** Requirement **
Report how many lines below contain the string "background", matching case exactly. Give only the number.

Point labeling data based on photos
•••
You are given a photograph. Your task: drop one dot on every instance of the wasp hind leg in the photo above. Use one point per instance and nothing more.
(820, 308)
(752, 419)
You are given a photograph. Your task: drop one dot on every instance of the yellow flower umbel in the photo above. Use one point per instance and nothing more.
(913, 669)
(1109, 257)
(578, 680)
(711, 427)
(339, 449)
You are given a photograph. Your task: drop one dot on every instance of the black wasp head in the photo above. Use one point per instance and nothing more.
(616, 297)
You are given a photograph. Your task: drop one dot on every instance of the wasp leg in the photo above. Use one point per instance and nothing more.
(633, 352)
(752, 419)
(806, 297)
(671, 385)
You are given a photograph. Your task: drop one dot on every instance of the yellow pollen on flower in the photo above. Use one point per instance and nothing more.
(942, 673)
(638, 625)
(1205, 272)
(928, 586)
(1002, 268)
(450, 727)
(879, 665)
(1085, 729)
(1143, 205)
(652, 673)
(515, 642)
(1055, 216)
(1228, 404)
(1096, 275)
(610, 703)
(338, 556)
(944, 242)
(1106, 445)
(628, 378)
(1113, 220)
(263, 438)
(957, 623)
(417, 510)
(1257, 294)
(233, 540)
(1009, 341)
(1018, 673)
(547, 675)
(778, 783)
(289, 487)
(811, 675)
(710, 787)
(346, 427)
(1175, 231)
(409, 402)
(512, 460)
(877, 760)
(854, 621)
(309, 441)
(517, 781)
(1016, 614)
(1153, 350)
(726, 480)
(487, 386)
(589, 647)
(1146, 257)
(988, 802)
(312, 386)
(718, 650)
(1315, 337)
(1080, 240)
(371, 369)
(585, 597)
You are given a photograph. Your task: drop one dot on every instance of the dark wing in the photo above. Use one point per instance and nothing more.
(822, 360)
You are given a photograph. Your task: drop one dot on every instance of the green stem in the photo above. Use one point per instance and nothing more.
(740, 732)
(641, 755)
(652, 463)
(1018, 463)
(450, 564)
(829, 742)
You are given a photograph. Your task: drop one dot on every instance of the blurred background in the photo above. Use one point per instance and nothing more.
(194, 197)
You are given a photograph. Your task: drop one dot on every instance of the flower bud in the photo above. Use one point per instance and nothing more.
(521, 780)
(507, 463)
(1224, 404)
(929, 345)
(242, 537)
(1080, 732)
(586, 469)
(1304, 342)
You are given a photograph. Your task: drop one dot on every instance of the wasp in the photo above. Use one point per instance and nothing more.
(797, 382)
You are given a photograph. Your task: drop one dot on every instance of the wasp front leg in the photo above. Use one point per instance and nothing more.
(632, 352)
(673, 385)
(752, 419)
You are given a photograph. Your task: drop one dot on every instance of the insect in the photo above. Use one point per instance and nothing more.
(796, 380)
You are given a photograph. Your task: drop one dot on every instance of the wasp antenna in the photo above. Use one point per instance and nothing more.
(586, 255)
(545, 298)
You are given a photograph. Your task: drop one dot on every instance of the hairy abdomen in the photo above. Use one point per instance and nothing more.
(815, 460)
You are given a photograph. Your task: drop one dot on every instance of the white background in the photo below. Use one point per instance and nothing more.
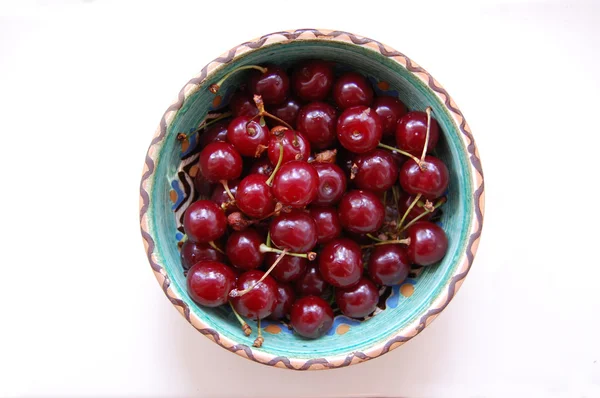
•••
** Solution to the exercise **
2